● **Stored items**
"""
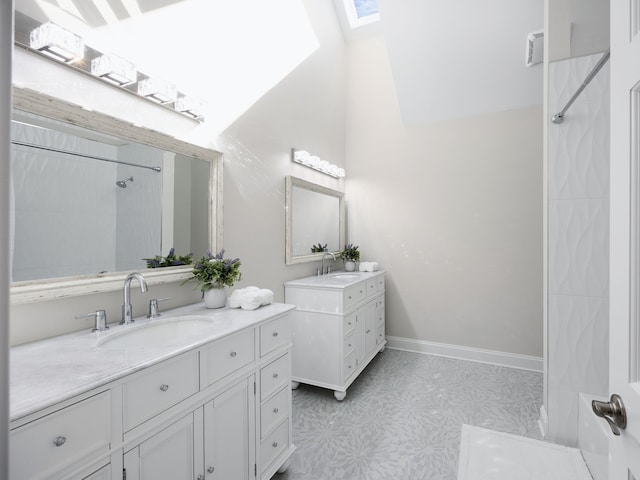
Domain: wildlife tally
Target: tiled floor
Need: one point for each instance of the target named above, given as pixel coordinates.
(402, 418)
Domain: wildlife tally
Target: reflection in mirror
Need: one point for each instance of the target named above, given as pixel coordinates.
(90, 204)
(315, 215)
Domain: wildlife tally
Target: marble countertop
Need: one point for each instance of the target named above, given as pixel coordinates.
(335, 280)
(49, 371)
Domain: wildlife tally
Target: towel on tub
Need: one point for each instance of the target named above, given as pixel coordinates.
(250, 298)
(368, 266)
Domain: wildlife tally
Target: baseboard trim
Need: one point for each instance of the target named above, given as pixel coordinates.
(512, 360)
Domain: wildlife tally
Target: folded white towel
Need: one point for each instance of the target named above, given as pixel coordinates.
(368, 266)
(250, 298)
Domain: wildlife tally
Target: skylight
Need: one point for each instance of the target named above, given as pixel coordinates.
(362, 12)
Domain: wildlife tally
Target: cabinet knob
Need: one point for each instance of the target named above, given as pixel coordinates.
(59, 441)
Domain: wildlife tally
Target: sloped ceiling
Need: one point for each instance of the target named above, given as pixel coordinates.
(460, 58)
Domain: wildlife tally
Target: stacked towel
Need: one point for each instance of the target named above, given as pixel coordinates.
(250, 298)
(368, 266)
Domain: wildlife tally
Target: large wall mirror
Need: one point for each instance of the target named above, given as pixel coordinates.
(93, 197)
(314, 215)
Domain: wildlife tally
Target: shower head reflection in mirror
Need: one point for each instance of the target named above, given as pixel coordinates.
(123, 183)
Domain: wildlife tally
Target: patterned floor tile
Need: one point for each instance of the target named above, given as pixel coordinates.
(402, 418)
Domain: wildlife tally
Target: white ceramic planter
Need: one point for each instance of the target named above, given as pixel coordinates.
(215, 297)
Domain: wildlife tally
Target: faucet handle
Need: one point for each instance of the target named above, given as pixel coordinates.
(153, 307)
(101, 320)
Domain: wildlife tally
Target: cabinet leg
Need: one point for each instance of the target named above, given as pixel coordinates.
(284, 467)
(339, 395)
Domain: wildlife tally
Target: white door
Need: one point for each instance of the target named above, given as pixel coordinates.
(624, 362)
(228, 452)
(168, 455)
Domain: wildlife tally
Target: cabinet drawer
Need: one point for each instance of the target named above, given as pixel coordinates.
(274, 411)
(380, 334)
(227, 355)
(348, 366)
(150, 392)
(348, 346)
(81, 431)
(354, 294)
(275, 376)
(274, 335)
(372, 286)
(274, 445)
(348, 324)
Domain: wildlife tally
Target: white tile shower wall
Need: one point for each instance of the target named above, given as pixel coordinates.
(578, 244)
(54, 195)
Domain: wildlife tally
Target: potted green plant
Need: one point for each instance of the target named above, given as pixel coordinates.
(319, 248)
(171, 260)
(350, 255)
(213, 273)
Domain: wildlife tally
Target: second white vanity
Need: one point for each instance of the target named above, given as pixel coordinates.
(197, 394)
(337, 328)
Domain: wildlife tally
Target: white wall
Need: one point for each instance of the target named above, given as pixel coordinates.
(452, 210)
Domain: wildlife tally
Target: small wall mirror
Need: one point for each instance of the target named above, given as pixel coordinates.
(91, 201)
(314, 217)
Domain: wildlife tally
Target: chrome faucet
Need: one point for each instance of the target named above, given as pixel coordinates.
(328, 267)
(127, 316)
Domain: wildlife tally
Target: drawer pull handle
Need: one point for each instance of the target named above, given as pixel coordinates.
(59, 441)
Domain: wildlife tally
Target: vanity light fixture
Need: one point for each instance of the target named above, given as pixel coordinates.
(56, 42)
(190, 106)
(158, 90)
(114, 69)
(312, 161)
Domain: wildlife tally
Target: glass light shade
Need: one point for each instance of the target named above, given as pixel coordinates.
(312, 161)
(157, 89)
(56, 42)
(194, 107)
(115, 69)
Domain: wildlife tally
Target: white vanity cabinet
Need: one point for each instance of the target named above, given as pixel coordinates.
(218, 411)
(337, 327)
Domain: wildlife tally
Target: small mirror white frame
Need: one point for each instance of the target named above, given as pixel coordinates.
(323, 212)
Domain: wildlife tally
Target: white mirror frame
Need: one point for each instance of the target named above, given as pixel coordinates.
(298, 182)
(40, 104)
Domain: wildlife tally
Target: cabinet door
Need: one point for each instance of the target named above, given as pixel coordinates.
(229, 425)
(168, 455)
(370, 318)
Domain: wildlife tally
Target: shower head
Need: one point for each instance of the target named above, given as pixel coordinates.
(123, 183)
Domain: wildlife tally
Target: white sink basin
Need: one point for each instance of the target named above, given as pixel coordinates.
(158, 333)
(344, 276)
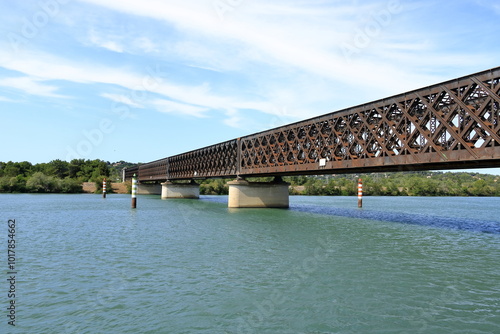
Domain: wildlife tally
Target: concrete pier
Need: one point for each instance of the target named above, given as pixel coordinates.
(180, 190)
(244, 194)
(148, 189)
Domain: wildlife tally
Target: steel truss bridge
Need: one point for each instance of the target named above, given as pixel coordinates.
(451, 125)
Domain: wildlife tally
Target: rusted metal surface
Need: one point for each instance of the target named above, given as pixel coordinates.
(129, 172)
(153, 171)
(450, 125)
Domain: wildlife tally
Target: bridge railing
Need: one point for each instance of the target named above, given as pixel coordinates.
(455, 124)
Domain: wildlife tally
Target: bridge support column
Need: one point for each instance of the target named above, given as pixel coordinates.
(244, 194)
(148, 189)
(180, 190)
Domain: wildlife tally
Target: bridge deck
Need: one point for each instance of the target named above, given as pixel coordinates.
(451, 125)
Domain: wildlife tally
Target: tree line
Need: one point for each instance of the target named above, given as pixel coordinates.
(381, 184)
(56, 176)
(60, 176)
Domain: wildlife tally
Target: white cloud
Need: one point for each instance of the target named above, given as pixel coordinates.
(31, 86)
(179, 108)
(120, 98)
(111, 43)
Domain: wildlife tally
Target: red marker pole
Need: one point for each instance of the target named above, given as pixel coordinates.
(360, 193)
(104, 188)
(134, 192)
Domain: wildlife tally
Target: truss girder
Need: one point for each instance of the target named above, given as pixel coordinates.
(455, 124)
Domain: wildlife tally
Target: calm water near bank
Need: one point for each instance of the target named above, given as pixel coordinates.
(399, 265)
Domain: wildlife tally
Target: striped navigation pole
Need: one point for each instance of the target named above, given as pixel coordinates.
(360, 193)
(134, 192)
(104, 188)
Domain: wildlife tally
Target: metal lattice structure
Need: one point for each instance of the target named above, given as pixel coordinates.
(450, 125)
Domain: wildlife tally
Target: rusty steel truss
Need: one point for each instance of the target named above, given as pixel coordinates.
(450, 125)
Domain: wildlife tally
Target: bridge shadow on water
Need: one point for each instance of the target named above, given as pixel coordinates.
(405, 218)
(455, 223)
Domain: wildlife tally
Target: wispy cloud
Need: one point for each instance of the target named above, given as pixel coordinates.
(31, 85)
(106, 42)
(179, 108)
(4, 99)
(120, 98)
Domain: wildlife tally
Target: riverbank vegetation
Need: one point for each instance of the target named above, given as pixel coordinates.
(382, 184)
(67, 177)
(56, 176)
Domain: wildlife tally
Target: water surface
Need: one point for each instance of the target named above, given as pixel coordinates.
(399, 265)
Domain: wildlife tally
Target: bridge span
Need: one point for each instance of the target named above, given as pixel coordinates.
(450, 125)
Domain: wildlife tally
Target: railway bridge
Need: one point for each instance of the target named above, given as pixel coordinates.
(450, 125)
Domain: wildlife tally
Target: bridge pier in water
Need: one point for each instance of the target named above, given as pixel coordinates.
(244, 194)
(148, 189)
(180, 190)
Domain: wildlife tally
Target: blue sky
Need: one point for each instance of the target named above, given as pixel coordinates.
(141, 80)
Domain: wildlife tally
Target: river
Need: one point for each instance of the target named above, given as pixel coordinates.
(84, 264)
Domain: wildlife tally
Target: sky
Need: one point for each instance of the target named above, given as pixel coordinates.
(142, 80)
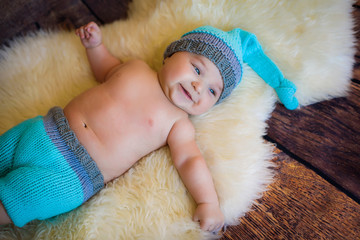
"""
● **AIM OF THE EXERCISE**
Please transcribe exactly the lines from the start of the records through the line containing "Target: marble countertop", leaving the pictures out.

● **ANSWER AREA**
Domain: wildlife tally
Target: tiled floor
Need: one point for each instance of the target named above, given as pixel coordinates.
(402, 418)
Domain: wildlife tally
Target: reflection in mirror
Need: one point for each instance of the target named above, given as pixel coordinates.
(90, 204)
(315, 215)
Domain: wildlife tally
Target: marble countertop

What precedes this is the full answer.